22 5.2 Bonding and Lattices

Atoms seek to have a full outer shell. For hydrogen and helium, a full outer shell means two electons. For other elements, it means 8 electrons. Filling the outer shell is accomplished by transferring or sharing electrons with other atoms in chemical bonds.  The type of chemical bond is important for the study of minerals because the type of bond will determine many of a mineral’s physical and chemical properties.

Ionic Bonds

Consider the example of halite again, which is made up of sodium (Na) and chlorine (Cl).  Na has 11 electrons: two in the first shell, eight in the second, and one in the third (Figure 5.7, top). Na readily gives up the third shell electron so it can have the second shell with 8 electrons as its outermost shell.  When it loses the electron, the total charge from the electrons is -10, but the total charge from the protons is +11, so it is left with a +1 charge over all.

Figure 5.7 Electron configuration of sodium and chlorine atoms (top). Sodium gives up an electron to become a cation (bottom left) and chlorine accepts an electron to become an anion (bottom right). Source: Steven Earle (2015) CC BY 4.0 view source

Chlorine has 17 electrons: two in the first shell, eight in the second, and seven in the third. Cl readily accepts an eighth electron to fill its third shell, and therefore becomes negatively charged because it has a total charge of -18 from electrons, and a total charge of +17 from protons.

In changing their number of electrons, these atoms become ions — the sodium loses an electron to become a positive ion or cation,[1] and the chlorine gains an electron to become a negative ion or anion (Figure 5.7, bottom). Because negative and positive charges attract, sodium and chlorine ions stick together, creating an ionic bond. In an ionic bond, electrons can be thought of as having transferred from one atom to another.

 

Exercise: Cation or Anion?

A number of elements are listed below along with their atomic numbers (the number of protons, and therefore also the number of electrons in the atom). Assuming that the first electron shell can hold two electrons and subsequent electron shells can hold eight electrons, sketch the electron configurations for these elements, as in the example for fluorine (Figure 5.8). If you fill a shell and have electrons left over, draw another shell around the atom. Predict whether the element is likely to form a cation or an anion, and what charge it would have (e.g., +1, +2, –1).

▶ **STATED PROBLEM A**
Transcribe the bonding passage word for word, starting at "22 5.2 Bonding" and ending at "and chemical properties.".
These records have no connection to the bonding passage.

▶ **AVAILABLE RECORDS**
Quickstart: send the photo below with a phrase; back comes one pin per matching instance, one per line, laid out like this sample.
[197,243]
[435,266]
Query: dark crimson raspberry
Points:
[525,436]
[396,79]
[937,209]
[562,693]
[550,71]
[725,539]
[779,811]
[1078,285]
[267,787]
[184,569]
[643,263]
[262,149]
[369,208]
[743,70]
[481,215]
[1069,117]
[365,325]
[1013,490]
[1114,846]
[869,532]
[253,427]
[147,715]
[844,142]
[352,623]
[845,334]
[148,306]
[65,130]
==
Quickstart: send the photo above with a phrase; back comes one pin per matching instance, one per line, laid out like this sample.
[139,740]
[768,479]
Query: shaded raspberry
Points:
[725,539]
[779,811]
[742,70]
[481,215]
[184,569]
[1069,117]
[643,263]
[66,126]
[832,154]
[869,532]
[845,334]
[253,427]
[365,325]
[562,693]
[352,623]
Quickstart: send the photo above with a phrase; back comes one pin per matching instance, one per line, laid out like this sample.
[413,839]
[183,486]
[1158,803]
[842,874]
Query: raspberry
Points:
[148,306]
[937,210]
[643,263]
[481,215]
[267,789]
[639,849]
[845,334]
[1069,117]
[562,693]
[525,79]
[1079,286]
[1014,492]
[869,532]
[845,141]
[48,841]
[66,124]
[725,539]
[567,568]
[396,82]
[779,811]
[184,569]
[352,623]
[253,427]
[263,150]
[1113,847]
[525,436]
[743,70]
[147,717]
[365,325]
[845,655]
--
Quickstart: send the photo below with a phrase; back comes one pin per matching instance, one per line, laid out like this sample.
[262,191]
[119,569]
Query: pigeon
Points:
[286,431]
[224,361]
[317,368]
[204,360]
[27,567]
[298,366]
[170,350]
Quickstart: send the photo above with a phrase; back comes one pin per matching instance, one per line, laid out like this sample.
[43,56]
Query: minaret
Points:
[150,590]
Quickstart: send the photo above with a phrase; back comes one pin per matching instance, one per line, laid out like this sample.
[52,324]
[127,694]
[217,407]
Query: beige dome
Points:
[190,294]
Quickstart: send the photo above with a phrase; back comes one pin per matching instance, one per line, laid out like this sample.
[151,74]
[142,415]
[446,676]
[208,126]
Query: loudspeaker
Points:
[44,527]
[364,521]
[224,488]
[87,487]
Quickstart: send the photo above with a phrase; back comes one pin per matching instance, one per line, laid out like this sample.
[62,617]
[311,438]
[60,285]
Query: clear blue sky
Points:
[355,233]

▶ **STATED PROBLEM B**
Pull out each line of the records that contains the word "raspberry".

▶ **WRITTEN ANSWER A**
22 5.2 Bonding and Lattices

Atoms seek to have a full outer shell. For hydrogen and helium, a full outer shell means two electons. For other elements, it means 8 electrons. Filling the outer shell is accomplished by transferring or sharing electrons with other atoms in chemical bonds.  The type of chemical bond is important for the study of minerals because the type of bond will determine many of a mineral’s physical and chemical properties.

▶ **WRITTEN ANSWER B**
Query: dark crimson raspberry
Query: shaded raspberry
Query: raspberry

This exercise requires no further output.